Identify each of the lines below that contains the word "grain", and reproduce every such line in full.

[START Provided records]

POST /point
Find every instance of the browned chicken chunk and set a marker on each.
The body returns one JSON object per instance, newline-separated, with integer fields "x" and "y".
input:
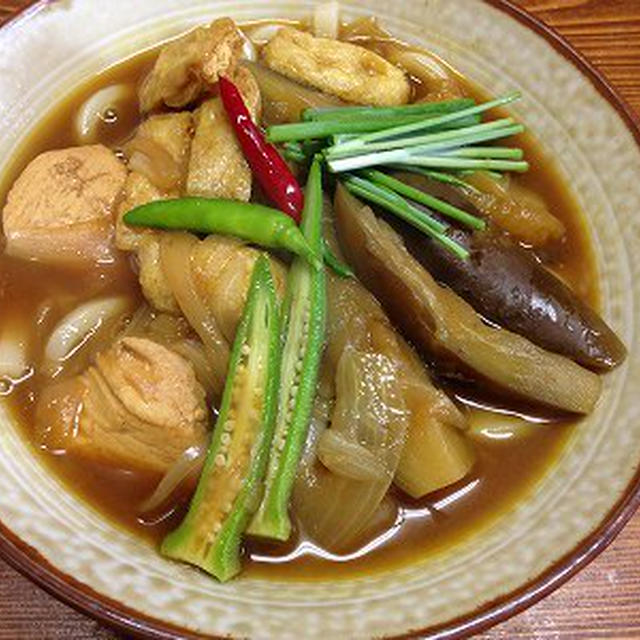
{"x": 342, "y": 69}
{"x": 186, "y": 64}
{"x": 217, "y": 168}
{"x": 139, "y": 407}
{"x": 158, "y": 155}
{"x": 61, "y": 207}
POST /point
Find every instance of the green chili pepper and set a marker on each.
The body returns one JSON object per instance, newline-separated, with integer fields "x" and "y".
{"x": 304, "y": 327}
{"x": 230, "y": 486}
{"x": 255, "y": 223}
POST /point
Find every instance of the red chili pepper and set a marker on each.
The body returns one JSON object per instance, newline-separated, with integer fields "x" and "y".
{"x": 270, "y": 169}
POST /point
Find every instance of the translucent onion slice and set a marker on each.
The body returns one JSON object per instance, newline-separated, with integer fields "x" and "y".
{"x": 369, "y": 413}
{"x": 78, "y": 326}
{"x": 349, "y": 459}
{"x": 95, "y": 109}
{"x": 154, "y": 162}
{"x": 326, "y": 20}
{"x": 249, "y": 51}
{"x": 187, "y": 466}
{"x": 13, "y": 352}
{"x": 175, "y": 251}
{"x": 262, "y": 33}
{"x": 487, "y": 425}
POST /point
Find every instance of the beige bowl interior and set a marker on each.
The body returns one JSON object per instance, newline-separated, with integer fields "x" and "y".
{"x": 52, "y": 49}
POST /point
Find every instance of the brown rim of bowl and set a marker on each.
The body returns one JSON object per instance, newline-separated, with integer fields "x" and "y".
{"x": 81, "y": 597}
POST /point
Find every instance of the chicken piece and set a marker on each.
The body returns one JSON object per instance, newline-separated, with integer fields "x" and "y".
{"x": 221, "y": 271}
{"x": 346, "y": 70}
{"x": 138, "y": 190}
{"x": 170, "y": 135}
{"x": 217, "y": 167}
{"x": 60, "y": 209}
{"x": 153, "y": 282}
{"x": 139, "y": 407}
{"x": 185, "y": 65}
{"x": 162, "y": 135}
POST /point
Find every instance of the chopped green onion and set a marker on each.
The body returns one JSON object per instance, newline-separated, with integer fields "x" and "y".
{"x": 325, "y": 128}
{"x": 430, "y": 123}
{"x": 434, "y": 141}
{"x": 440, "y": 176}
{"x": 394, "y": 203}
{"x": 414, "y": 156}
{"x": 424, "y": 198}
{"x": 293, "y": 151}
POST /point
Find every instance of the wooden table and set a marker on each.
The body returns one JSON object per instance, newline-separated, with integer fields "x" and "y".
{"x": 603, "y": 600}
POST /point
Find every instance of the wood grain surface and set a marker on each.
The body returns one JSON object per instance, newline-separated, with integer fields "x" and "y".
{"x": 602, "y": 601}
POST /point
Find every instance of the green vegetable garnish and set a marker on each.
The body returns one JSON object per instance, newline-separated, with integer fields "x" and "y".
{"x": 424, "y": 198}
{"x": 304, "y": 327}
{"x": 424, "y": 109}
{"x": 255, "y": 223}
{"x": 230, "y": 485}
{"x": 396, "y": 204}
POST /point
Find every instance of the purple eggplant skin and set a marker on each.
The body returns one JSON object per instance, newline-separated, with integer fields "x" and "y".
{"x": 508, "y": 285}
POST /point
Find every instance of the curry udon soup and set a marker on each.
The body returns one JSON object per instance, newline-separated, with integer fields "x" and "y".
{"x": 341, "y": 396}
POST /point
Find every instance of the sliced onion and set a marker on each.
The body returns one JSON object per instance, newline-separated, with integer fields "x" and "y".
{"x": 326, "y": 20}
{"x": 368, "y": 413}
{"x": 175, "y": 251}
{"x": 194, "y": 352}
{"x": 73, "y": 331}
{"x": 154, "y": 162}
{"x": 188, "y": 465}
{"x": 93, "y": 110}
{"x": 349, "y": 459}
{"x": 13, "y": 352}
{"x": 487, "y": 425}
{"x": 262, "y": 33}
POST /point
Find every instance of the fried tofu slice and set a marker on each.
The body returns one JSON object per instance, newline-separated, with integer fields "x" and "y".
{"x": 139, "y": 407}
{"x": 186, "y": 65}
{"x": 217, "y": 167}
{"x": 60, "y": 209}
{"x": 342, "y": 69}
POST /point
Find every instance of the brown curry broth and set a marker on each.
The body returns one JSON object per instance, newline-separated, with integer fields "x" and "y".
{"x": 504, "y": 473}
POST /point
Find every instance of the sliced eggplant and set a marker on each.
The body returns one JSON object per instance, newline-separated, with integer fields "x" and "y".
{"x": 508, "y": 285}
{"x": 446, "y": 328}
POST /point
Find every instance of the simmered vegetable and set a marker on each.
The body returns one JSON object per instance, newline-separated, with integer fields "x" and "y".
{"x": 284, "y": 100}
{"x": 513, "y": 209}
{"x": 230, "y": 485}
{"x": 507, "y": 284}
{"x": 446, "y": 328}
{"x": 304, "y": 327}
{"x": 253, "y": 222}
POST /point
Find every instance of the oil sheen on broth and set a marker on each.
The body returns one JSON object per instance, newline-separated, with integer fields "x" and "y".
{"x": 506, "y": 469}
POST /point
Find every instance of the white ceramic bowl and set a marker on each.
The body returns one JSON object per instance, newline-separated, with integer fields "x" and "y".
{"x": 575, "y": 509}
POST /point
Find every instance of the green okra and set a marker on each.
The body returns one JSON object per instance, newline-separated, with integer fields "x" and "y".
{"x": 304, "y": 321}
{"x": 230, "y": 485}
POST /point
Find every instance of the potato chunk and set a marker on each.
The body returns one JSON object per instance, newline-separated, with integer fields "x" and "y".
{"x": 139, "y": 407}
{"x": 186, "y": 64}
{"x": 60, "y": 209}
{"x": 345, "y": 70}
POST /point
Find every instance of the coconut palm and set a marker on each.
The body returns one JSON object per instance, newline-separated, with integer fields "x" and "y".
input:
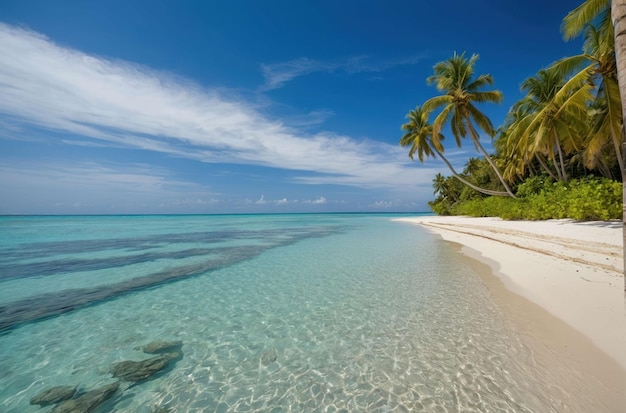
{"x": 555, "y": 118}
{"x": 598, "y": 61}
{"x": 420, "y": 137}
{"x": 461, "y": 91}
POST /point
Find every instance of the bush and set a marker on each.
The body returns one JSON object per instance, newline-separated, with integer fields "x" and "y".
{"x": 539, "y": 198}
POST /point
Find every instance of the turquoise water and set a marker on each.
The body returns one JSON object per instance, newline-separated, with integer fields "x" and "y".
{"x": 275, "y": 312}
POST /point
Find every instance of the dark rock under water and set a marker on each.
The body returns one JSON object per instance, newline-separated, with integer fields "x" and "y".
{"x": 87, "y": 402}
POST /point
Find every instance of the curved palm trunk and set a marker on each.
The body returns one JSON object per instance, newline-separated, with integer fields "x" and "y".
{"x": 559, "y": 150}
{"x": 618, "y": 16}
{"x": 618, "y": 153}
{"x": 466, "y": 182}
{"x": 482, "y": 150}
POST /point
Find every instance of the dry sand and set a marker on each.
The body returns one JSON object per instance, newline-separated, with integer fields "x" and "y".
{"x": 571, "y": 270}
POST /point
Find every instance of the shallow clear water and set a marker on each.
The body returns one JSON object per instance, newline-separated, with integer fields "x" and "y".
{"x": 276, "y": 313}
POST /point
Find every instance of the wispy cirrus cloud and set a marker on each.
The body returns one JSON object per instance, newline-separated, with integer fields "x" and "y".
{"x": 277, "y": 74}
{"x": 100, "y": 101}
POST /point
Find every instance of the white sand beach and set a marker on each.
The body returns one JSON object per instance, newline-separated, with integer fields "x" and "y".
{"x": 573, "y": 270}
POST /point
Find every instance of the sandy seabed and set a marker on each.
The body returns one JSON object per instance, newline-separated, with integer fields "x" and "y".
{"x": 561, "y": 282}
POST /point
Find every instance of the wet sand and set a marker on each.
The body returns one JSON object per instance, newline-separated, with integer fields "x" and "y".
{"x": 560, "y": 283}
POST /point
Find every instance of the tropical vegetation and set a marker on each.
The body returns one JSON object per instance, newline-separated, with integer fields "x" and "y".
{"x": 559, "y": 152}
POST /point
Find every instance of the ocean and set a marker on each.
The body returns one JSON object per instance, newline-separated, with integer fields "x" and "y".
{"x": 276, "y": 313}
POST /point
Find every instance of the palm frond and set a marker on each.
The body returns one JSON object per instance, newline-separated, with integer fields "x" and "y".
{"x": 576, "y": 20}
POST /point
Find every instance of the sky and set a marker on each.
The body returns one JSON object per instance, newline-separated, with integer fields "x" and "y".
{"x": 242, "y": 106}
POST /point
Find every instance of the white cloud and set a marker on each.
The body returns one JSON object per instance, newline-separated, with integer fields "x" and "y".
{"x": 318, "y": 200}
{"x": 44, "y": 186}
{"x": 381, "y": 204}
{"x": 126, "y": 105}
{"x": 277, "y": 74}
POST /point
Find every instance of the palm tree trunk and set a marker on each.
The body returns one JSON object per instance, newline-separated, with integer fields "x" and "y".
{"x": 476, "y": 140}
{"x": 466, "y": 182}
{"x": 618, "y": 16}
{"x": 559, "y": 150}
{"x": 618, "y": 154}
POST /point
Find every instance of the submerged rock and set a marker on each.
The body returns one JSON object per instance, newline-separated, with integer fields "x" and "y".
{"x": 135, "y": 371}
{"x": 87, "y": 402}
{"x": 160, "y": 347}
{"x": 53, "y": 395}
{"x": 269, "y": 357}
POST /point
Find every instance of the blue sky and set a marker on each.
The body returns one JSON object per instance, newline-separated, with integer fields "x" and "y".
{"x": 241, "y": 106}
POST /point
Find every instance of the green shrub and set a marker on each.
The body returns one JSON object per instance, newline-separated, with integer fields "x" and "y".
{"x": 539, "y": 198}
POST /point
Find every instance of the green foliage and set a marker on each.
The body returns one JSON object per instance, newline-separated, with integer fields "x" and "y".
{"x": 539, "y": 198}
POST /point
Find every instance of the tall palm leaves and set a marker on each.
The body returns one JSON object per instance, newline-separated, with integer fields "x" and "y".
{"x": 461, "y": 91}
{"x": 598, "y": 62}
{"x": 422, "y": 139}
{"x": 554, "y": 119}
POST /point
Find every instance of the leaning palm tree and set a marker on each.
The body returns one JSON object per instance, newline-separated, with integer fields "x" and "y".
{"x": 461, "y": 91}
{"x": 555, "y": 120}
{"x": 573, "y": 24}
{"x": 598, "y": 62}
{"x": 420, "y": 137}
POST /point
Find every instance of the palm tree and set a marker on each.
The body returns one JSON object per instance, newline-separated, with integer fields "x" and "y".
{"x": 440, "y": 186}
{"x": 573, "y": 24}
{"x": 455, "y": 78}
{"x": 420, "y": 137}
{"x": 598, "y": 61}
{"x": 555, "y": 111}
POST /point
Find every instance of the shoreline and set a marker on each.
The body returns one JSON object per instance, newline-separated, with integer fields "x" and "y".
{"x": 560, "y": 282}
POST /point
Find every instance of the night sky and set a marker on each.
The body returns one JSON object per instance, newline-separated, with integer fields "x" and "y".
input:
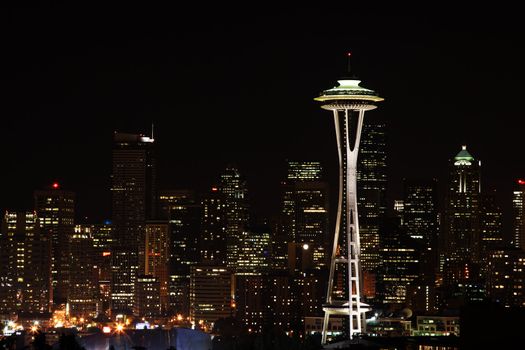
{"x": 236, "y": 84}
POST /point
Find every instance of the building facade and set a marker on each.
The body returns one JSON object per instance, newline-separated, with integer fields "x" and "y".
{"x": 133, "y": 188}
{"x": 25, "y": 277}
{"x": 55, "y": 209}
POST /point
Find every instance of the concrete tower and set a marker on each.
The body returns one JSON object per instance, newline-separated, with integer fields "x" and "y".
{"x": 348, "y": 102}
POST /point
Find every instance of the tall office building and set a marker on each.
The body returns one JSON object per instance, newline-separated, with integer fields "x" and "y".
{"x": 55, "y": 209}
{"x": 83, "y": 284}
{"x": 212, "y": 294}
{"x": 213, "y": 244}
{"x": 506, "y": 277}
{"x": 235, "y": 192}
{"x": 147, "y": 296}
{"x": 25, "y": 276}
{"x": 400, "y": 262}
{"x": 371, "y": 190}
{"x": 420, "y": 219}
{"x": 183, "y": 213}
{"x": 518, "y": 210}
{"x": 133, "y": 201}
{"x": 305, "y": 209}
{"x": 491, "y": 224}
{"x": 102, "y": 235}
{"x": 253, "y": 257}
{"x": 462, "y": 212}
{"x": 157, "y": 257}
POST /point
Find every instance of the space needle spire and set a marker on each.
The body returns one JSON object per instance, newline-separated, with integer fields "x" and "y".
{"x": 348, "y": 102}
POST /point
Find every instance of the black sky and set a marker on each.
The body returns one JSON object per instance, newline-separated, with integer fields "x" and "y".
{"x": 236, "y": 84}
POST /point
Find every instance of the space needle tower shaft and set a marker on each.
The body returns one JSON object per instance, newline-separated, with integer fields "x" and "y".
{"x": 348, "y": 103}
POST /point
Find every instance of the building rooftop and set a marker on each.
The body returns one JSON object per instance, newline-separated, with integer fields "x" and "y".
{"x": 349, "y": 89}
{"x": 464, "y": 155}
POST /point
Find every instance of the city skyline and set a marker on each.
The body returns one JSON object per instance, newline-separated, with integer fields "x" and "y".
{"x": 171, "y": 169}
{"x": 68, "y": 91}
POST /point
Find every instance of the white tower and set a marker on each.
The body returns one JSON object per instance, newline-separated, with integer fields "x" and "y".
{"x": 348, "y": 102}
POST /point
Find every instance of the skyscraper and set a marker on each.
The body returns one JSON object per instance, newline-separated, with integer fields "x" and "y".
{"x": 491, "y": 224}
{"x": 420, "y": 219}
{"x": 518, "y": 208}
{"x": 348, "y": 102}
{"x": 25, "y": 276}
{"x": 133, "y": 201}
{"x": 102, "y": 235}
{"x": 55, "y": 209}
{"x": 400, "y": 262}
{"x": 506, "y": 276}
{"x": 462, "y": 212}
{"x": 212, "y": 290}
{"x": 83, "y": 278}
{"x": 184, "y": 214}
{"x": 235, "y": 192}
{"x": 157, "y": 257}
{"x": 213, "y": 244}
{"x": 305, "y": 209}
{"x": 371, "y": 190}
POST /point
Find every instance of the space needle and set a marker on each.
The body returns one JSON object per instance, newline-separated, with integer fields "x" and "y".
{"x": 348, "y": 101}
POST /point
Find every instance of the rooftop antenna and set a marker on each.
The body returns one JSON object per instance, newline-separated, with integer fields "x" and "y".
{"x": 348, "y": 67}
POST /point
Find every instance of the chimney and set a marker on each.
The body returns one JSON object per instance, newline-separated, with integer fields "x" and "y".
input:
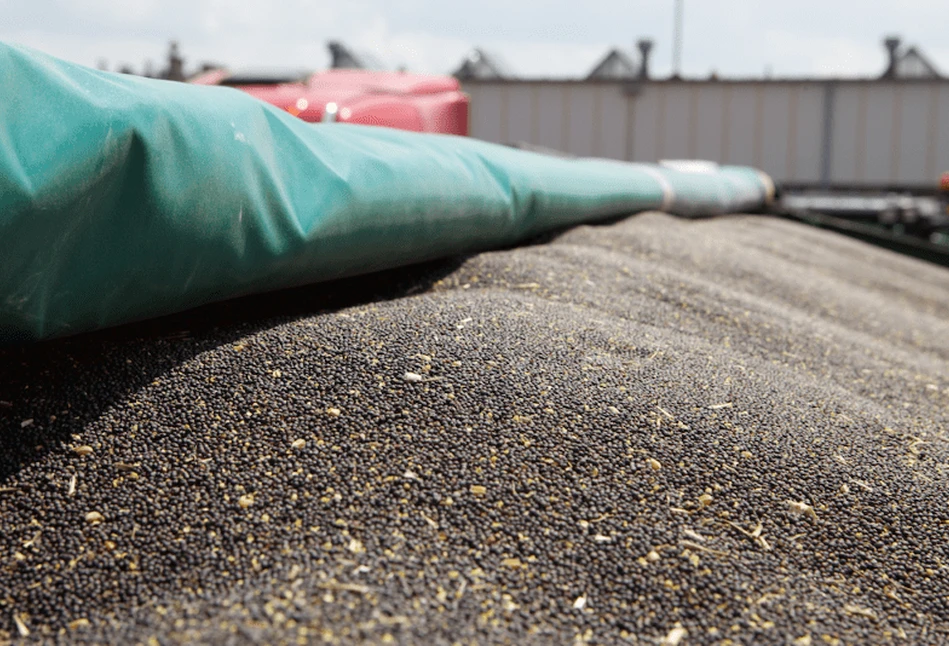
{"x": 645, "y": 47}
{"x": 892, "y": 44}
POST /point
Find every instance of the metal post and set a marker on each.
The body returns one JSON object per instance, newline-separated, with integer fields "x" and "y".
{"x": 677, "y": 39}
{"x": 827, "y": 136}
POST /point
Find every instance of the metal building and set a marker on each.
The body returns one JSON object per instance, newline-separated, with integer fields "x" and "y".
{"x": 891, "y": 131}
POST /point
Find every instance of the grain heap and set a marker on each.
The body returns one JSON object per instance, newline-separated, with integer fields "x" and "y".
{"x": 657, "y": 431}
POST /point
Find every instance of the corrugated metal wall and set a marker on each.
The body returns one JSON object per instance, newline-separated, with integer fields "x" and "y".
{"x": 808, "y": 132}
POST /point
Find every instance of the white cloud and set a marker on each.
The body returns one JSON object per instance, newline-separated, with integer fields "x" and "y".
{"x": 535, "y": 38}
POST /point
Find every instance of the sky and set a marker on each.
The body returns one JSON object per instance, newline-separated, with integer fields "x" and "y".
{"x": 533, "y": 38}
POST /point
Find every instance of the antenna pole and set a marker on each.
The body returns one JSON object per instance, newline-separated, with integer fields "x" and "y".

[END Provided records]

▸ **Complete answer**:
Find every instance of the wood grain surface and set a marker on each.
Find every instance of the grain heap and set a marker on each.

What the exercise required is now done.